# Given instruction
Reproduce, word for word, the stretch of the records below from the line containing "truck wheel in" through the line containing "column 32, row 129".

# Data rows
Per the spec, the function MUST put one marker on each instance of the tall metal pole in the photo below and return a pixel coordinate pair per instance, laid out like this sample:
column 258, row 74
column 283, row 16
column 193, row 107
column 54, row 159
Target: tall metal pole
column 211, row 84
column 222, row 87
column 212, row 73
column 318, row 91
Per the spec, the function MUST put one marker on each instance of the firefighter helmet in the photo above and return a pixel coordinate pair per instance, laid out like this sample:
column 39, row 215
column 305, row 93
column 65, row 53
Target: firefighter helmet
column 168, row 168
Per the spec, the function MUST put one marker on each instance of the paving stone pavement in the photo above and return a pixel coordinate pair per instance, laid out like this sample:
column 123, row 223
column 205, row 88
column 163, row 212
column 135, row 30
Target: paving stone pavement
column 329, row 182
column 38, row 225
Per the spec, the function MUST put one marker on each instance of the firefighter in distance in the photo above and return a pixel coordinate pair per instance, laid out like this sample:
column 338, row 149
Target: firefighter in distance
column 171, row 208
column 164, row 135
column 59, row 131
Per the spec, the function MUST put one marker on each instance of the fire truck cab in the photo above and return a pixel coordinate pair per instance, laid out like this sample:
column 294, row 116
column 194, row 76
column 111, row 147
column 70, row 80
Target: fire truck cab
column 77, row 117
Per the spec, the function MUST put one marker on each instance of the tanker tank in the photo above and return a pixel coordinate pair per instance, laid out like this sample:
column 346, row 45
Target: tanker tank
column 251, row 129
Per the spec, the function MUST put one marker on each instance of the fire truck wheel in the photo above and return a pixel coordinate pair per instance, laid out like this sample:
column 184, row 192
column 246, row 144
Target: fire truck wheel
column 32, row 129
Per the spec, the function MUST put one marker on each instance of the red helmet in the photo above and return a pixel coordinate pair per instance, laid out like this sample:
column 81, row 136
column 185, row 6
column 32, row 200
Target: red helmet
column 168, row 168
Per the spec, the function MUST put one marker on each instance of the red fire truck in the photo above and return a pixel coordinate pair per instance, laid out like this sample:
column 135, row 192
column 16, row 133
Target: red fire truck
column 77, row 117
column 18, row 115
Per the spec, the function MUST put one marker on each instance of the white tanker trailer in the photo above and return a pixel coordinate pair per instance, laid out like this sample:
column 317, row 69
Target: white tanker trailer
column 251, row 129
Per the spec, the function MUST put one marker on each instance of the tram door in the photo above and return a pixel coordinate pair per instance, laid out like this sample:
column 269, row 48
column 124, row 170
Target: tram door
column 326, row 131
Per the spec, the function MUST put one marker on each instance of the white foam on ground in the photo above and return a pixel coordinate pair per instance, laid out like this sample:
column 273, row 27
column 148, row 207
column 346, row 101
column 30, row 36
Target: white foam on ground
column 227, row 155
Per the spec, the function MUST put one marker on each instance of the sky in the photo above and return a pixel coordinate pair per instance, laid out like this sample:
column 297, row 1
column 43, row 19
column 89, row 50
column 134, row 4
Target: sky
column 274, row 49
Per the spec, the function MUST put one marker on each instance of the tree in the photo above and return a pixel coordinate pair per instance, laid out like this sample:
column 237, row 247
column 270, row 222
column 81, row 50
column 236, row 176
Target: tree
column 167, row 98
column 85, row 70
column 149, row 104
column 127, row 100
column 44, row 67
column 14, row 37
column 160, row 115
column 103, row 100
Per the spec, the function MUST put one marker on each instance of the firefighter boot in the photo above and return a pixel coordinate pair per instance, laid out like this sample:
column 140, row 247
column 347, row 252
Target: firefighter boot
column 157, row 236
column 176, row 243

---

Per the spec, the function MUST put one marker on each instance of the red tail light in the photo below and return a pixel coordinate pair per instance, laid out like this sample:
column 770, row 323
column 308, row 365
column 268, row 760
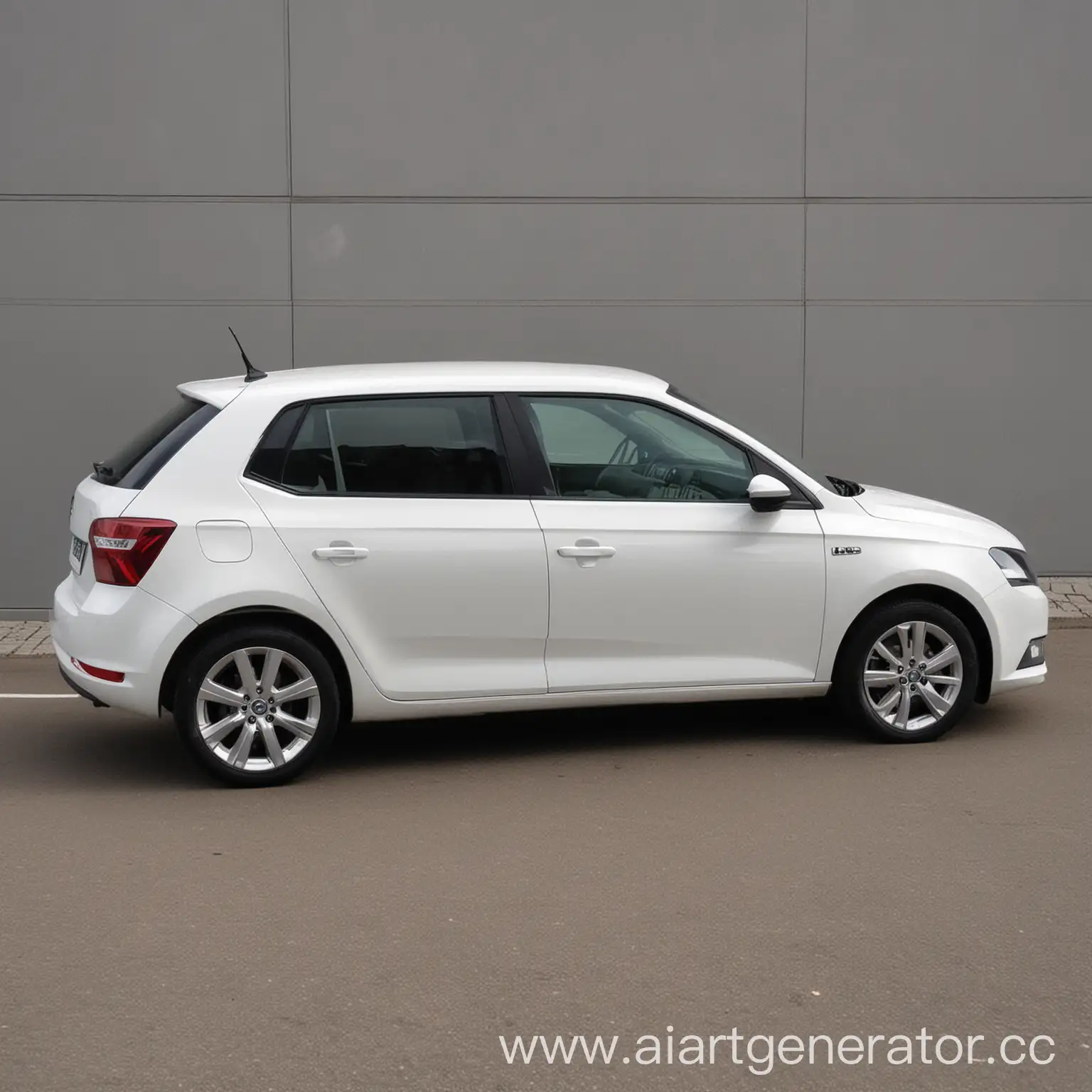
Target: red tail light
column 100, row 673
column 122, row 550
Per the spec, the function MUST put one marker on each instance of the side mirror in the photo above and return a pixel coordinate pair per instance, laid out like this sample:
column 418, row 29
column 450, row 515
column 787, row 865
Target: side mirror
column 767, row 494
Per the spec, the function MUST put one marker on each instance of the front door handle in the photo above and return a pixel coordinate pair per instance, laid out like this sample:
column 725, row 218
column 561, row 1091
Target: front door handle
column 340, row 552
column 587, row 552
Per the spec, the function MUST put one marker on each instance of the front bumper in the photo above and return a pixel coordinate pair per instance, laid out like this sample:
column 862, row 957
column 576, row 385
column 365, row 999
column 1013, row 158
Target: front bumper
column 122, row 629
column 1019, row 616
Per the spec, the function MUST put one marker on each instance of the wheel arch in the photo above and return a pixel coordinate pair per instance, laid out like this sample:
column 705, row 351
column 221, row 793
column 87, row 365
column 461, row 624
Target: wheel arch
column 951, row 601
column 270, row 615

# Response to the task
Per the spec, the function MUST put one marker on each instance of the fire truck wheel in the photo above and return a pixel coordinate pair per instance, laid out like this sample:
column 184, row 192
column 246, row 144
Target: fire truck wheel
column 32, row 129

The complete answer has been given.